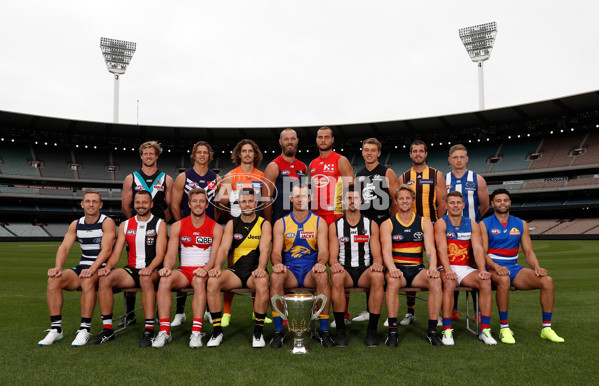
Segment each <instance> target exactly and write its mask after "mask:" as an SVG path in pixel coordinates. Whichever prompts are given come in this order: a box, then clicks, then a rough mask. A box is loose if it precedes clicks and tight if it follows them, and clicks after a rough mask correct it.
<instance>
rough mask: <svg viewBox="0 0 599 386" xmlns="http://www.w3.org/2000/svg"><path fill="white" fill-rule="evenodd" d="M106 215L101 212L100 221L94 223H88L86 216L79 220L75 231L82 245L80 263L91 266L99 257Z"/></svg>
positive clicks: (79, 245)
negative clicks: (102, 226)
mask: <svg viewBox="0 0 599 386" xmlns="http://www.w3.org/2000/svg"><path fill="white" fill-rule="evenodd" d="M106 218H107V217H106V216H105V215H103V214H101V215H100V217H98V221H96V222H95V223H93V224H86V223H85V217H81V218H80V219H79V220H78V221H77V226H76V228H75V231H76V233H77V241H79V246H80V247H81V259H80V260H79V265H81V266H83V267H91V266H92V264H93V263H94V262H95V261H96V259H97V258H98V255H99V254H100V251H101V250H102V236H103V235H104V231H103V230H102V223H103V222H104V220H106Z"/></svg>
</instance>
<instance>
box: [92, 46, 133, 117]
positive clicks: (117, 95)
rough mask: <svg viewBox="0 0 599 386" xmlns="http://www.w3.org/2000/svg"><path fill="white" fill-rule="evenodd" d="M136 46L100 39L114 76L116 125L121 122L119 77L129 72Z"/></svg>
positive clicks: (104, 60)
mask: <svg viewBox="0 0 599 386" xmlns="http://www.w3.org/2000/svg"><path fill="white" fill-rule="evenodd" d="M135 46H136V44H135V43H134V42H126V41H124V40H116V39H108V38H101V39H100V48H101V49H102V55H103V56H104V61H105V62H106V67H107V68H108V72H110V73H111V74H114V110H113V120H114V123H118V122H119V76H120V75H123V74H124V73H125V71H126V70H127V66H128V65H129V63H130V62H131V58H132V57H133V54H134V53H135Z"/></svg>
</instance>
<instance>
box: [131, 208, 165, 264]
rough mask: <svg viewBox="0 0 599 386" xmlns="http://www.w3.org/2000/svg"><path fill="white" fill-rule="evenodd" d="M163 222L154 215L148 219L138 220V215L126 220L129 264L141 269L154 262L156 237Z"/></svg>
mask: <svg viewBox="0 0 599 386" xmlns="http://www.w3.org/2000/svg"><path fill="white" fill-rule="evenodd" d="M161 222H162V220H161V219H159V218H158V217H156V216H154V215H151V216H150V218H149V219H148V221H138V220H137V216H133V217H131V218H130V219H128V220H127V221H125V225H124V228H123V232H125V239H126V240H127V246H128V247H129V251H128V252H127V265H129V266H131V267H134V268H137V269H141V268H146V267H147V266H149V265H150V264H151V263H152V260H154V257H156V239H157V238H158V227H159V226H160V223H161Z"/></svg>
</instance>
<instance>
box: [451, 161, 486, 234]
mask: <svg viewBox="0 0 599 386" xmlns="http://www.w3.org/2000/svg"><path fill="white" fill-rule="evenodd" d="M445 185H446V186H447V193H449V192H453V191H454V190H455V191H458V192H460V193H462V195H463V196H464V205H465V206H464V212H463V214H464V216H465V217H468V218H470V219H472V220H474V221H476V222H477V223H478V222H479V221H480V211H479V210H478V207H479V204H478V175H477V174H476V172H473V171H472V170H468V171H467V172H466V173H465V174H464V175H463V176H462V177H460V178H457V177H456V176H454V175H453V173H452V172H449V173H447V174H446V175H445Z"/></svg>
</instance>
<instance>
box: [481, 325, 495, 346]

◆ **Action item**: The task here is to output the line with "box: [451, 161, 486, 234]" and all lines after it to the end of the records above, exactly and only those.

◆ **Output of the exercise**:
box: [451, 161, 486, 234]
mask: <svg viewBox="0 0 599 386" xmlns="http://www.w3.org/2000/svg"><path fill="white" fill-rule="evenodd" d="M445 185H446V186H447V193H449V192H453V191H454V190H455V191H458V192H460V193H462V195H463V196H464V205H465V206H464V212H463V214H464V216H465V217H468V218H470V219H472V220H474V221H476V222H477V223H478V222H479V221H480V211H479V210H478V207H479V204H478V175H477V174H476V172H473V171H472V170H468V171H467V172H466V173H465V174H464V175H463V176H462V177H460V178H457V177H456V176H454V175H453V173H452V172H449V173H447V174H446V175H445Z"/></svg>
</instance>
<instance>
box: [481, 325, 495, 346]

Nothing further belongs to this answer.